◆ Stored records
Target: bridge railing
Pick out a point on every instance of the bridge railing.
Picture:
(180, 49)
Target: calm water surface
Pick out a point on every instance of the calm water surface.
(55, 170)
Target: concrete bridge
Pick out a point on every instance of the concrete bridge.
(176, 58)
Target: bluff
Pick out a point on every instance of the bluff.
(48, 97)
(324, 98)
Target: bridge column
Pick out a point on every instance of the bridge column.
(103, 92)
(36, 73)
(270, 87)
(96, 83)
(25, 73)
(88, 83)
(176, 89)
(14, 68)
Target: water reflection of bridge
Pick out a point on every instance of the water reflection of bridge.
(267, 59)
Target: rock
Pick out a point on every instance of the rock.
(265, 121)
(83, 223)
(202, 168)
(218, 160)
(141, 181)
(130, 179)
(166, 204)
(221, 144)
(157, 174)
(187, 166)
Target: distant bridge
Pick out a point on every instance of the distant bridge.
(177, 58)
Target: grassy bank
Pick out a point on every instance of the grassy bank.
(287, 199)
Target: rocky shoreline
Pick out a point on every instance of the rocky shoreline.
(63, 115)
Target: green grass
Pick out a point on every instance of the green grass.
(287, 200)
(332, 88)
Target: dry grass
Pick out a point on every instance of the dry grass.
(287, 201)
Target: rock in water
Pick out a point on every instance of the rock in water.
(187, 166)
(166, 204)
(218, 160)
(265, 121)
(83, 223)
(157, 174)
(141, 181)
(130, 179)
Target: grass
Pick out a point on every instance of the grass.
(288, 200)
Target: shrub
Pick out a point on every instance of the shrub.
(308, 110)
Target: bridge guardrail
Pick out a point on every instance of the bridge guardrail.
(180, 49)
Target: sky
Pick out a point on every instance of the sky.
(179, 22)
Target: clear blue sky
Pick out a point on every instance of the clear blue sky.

◆ Instruction
Can you rescale the stretch from the line containing "Target: dry grass" through the end of the listing, and give only those lines again, requests included? Multiply every point coordinate in the answers by 0.8 and round to whole numbers, with halves rounding up.

◆ Complete answer
Target: dry grass
Pick out a point on every instance of the dry grass.
(230, 161)
Target: rock in water
Pick out a point on every instance of the rock in water.
(150, 133)
(133, 163)
(174, 128)
(212, 97)
(66, 178)
(126, 139)
(113, 145)
(104, 143)
Target: grass
Pick out a point on every instance of the grass.
(230, 160)
Target: shrub
Pick out a point on every instance of the shrub.
(246, 88)
Target: bridge guardrail
Pick out a point on every instance of the bridge guardrail.
(144, 39)
Target: sky
Pick out a point on every instance of the sky.
(143, 18)
Target: clear blue sky
Pick out a point on every instance of the clear blue sky.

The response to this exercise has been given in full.